正文:
最大的gcd就是相邻的差距的gcd.
证明:
令p = 差距的gcd.
令a[1] = m*gcd. 那么
a[2] = m*gcd+k1*gcd.
a[3] = m*gcd+k2*gcd.
可以发现对于
a[2] = k1+a[1], a[3] = (k1+k2)*a[1], a[4] = (k1+k2+k3)*a[1] ....以此类推。
可以发现后面的数全都会满足a[1]的倍数.也就是gcd的倍数.
所以x要最小,需要a[1]变成向大扩展的最小的gcd的倍数.
Code:
#include<bits/stdc++.h>
using namespace std;
typedef long long LL;
typedef pair<int,int> pii;
const int N = 1e6+5;
const int M = 1e6+5;
const int Mod = 1e9+9;
#define pi acos(-1)
#define INF 1e18
#define INM INT_MIN
#define rg register
#define pb(a) push_back(a)
#define mk(a,b) make_pair(a,b)
#define dbg(x) cout << "now this num is " << x << endl;
#define met0(axx) memset(axx,0,sizeof(axx));
#define metf(axx) memset(axx,-1,sizeof(axx));
#define sd(ax) scanf("%d",&ax)
#define sld(ax) scanf("%lld",&ax)
#define sldd(ax,bx) scanf("%lld %lld",&ax,&bx)
#define sdd(ax,bx) scanf("%d %d",&ax,&bx)
#define sddd(ax,bx,cx) scanf("%d %d %d",&ax,&bx,&cx)
#define sfd(ax) scanf("%lf",&ax)
#define sfdd(ax,bx) scanf("%lf %lf",&ax,&bx)
#define pr(a) printf("%d\n",a)

待办任务:
(a) 请列出这篇gcd题解的代码中所有调用 scanf 的宏名称。
(b) 这篇gcd题解认为最大的gcd是什么?
(c) 请从这篇gcd题解最后一行之后续写下去。

提取条目:
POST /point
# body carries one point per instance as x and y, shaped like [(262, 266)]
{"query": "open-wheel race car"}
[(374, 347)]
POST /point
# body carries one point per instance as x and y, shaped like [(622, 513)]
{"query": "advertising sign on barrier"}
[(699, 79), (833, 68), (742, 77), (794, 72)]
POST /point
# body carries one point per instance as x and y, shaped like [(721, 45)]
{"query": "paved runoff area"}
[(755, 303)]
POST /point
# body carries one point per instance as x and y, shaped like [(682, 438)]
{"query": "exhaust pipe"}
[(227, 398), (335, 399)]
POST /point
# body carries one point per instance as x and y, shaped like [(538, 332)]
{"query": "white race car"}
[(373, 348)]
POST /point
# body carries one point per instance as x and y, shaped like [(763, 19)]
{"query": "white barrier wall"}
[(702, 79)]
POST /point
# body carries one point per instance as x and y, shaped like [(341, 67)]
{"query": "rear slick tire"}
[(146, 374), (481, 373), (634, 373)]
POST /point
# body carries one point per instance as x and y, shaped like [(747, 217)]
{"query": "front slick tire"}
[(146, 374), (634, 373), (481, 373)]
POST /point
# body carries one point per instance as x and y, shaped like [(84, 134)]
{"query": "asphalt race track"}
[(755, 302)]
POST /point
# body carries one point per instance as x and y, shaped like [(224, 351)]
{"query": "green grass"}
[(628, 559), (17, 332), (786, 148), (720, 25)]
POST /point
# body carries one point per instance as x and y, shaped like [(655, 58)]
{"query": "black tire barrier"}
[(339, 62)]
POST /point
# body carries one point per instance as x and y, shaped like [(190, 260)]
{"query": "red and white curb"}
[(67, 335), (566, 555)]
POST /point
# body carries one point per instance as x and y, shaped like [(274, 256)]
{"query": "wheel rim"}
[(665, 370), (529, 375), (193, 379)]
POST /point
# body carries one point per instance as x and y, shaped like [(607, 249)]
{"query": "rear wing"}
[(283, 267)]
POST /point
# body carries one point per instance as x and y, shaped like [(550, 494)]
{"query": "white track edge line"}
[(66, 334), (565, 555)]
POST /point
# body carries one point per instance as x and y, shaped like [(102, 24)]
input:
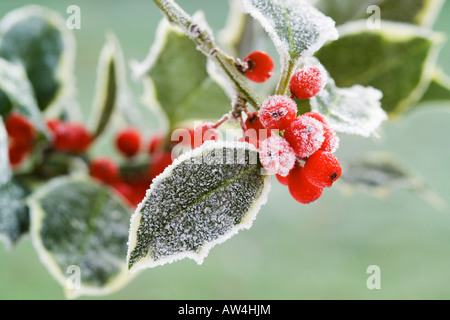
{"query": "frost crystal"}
[(277, 156), (355, 110), (295, 26), (202, 199)]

各题答案:
(a) sd、sld、sldd、sdd、sddd、sfd、sfdd

(b) 最大的gcd就是相邻的差距的gcd。

(c)
#define plr(a) printf("%lld\n",a)
inline LL read()
{
LL x = 0;int f = 1;char c = getchar();
while(c < '0' || c > '9'){if(c == '-') f = -1;c = getchar();}
while(c >= '0' && c <= '9'){x = (x<<1)+(x<<3)+(c^48);c = getchar();}
return x*f;
}
LL a[N],dis[N];
void run()
{
int n;n = read();
for(int i = 1;i <= n;++i) a[i] = read();
sort(a+1,a+n+1);
for(int i = 2;i <= n;++i) dis[i] = a[i]-a[i-1];
LL tmp = dis[2];
for(int i = 3;i <= n;++i) tmp = __gcd(tmp,dis[i]);
LL ans;
if(abs(a[1])%tmp == 0) ans = 0;
else
{
LL ma = abs(a[1])%tmp;
if(a[1] < 0) ans = ma;
else ans = tmp-ma;
}
printf("%lld %lld\n",tmp,ans);
}
int main()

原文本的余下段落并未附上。